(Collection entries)
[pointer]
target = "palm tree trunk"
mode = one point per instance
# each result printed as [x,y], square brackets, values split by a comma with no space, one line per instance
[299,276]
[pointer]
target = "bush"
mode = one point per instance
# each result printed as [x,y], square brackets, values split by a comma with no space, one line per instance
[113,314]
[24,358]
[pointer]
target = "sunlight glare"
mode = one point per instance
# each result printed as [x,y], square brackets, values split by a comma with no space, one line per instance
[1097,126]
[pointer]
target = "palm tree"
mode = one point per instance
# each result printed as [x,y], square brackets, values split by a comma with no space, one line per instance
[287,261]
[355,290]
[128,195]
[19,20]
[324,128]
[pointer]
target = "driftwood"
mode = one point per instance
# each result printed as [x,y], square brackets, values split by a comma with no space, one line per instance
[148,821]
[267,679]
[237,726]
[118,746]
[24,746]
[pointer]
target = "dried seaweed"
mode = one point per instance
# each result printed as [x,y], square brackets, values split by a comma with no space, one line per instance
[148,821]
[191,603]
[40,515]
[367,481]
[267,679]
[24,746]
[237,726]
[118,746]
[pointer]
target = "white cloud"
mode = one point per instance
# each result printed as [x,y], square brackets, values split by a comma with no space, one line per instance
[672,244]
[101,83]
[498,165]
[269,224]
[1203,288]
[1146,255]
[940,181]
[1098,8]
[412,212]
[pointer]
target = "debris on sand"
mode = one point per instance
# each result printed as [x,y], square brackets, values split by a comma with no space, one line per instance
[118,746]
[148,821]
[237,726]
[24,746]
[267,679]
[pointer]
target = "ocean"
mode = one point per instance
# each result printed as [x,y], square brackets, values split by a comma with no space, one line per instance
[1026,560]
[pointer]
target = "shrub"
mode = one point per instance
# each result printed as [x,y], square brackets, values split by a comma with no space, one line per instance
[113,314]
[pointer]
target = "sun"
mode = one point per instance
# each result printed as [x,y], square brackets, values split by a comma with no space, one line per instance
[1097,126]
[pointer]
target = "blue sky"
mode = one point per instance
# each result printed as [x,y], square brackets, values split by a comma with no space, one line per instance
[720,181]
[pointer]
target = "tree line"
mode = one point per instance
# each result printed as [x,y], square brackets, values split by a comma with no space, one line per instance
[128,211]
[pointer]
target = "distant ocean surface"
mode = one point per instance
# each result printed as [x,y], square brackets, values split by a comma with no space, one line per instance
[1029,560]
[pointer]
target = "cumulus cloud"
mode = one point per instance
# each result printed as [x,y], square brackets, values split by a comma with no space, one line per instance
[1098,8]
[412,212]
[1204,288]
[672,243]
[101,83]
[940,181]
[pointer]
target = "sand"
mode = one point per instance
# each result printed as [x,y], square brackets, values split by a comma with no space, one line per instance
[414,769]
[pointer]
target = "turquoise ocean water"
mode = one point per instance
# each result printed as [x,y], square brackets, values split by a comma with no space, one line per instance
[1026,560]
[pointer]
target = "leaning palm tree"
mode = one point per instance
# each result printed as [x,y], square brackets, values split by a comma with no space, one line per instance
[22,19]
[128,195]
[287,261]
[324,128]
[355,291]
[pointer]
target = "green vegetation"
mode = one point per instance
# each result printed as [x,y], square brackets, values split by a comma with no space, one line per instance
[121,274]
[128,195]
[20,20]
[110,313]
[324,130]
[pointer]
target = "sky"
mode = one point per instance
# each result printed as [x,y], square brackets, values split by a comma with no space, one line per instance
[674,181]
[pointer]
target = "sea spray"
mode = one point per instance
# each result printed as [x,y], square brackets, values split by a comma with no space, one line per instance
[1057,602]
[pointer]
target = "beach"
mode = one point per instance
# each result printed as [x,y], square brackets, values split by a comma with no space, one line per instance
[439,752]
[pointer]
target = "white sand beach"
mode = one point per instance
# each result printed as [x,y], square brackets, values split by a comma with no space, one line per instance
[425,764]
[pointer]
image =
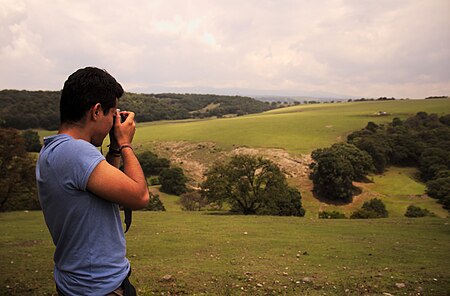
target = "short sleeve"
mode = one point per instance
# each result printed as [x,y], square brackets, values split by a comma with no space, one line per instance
[79,159]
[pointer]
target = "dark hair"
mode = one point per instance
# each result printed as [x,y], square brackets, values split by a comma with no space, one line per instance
[85,88]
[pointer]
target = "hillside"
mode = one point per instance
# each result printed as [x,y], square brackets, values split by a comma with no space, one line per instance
[287,136]
[23,109]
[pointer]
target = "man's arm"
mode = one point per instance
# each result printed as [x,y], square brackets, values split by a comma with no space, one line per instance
[127,188]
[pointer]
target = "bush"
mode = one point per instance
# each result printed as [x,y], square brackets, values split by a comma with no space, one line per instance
[192,201]
[331,215]
[373,208]
[440,189]
[414,212]
[154,204]
[173,181]
[252,185]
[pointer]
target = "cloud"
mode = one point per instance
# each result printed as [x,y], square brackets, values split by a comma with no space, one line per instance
[359,48]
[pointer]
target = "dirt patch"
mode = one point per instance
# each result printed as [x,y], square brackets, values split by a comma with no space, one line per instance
[197,158]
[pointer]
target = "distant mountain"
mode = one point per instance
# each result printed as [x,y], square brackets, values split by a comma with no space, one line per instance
[23,109]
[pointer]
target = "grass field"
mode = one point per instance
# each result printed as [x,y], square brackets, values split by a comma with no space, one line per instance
[298,129]
[206,253]
[178,253]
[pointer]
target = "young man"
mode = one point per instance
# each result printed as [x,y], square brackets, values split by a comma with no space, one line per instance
[80,190]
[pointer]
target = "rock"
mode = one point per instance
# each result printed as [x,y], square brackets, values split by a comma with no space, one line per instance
[307,279]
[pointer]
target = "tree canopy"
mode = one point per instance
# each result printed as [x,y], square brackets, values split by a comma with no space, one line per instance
[252,185]
[335,168]
[18,189]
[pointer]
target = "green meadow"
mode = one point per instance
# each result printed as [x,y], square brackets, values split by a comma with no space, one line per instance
[298,129]
[186,253]
[213,253]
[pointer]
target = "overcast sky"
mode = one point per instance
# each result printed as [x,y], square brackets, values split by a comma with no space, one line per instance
[356,48]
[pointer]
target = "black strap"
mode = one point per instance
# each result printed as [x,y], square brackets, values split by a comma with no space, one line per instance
[128,216]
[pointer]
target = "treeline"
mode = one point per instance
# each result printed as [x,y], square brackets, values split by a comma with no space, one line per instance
[421,141]
[23,109]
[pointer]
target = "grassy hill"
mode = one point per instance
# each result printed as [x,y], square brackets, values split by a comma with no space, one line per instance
[195,144]
[175,253]
[298,129]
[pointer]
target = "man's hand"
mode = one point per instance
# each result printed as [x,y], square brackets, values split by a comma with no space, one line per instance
[122,133]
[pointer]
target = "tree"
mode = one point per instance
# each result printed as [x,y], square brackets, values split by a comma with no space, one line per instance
[360,160]
[31,141]
[192,201]
[154,203]
[173,181]
[332,176]
[432,161]
[335,168]
[252,185]
[415,212]
[439,188]
[373,208]
[18,189]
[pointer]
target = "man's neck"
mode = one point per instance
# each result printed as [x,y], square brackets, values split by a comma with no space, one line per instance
[76,131]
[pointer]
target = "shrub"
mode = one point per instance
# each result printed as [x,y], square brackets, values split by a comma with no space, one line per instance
[154,204]
[192,201]
[331,215]
[252,185]
[173,181]
[373,208]
[414,212]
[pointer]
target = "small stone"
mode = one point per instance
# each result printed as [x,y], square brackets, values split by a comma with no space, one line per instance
[307,279]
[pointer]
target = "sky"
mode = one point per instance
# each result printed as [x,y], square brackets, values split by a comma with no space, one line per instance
[323,48]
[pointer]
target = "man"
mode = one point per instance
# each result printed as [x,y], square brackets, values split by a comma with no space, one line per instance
[80,190]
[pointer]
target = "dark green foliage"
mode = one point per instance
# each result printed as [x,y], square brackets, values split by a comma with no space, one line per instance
[331,215]
[173,181]
[18,190]
[422,141]
[151,164]
[335,168]
[415,212]
[192,201]
[439,188]
[154,204]
[31,141]
[432,161]
[252,185]
[332,177]
[373,208]
[40,109]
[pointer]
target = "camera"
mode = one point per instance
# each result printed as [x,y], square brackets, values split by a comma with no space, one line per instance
[122,116]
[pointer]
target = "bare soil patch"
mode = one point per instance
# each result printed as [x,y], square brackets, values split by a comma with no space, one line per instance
[197,158]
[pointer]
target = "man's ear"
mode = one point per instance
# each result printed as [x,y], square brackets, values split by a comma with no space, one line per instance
[95,111]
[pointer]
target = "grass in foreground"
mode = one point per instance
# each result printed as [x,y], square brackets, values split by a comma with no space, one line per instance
[177,253]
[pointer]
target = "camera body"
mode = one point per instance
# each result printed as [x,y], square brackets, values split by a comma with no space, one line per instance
[122,116]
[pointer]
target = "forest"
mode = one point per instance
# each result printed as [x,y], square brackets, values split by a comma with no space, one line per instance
[40,109]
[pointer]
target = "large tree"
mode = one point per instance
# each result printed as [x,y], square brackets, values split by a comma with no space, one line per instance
[252,185]
[17,173]
[335,168]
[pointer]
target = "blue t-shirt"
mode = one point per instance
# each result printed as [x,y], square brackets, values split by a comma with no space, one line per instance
[86,230]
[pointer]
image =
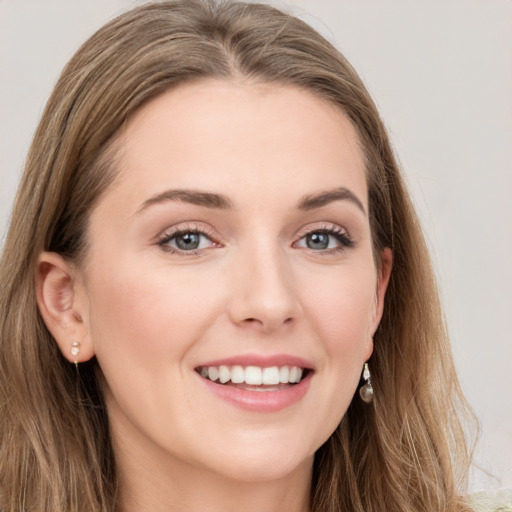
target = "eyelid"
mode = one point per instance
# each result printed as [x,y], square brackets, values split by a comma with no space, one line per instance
[341,234]
[189,227]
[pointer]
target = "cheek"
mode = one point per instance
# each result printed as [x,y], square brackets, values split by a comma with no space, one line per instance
[344,312]
[145,320]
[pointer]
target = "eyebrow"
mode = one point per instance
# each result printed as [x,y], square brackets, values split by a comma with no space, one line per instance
[198,198]
[310,202]
[222,202]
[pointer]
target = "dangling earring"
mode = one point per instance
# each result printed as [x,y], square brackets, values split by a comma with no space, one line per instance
[366,390]
[75,350]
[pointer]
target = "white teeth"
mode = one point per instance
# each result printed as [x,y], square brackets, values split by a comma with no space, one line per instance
[237,374]
[271,376]
[213,373]
[253,375]
[224,374]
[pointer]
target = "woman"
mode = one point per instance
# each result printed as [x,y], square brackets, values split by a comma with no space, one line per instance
[211,251]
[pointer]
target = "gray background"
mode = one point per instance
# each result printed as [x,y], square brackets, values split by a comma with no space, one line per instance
[441,75]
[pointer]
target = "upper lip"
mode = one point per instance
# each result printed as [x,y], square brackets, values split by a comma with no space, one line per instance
[263,361]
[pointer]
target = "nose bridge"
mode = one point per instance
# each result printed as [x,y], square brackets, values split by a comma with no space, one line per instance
[264,290]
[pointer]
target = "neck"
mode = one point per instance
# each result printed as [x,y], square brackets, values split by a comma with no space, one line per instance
[149,481]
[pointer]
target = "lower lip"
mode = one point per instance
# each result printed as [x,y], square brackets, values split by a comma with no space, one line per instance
[260,401]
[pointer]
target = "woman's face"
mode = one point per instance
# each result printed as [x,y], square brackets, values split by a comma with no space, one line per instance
[235,246]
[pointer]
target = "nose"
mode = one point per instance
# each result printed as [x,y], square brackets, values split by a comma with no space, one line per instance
[264,296]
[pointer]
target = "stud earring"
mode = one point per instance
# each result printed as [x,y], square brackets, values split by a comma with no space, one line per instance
[75,350]
[366,390]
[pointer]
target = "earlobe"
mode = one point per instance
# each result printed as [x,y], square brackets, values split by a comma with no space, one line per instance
[63,313]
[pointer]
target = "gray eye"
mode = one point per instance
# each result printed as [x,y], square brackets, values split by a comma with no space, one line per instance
[188,241]
[317,241]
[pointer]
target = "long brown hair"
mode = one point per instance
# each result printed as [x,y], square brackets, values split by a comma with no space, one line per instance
[405,452]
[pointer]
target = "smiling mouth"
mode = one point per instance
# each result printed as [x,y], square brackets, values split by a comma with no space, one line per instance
[254,378]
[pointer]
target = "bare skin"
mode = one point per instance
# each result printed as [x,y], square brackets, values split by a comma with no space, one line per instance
[237,230]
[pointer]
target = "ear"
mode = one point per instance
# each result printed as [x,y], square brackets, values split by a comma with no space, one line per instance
[62,306]
[384,273]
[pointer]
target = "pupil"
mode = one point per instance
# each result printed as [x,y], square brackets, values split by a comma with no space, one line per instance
[188,241]
[318,241]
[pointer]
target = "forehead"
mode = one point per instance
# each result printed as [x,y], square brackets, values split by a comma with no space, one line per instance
[219,134]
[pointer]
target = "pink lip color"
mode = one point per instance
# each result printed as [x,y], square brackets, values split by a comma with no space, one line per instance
[260,401]
[261,361]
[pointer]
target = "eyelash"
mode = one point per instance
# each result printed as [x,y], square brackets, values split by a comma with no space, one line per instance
[191,229]
[339,234]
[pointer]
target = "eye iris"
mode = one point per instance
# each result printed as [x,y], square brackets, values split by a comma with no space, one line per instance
[317,240]
[187,241]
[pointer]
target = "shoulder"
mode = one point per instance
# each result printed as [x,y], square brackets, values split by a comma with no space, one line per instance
[494,501]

WHAT IS BEING ASKED = List each line of the records that contains the word "earring".

RIGHT ANSWER =
target = "dangling earring"
target = "stud earring"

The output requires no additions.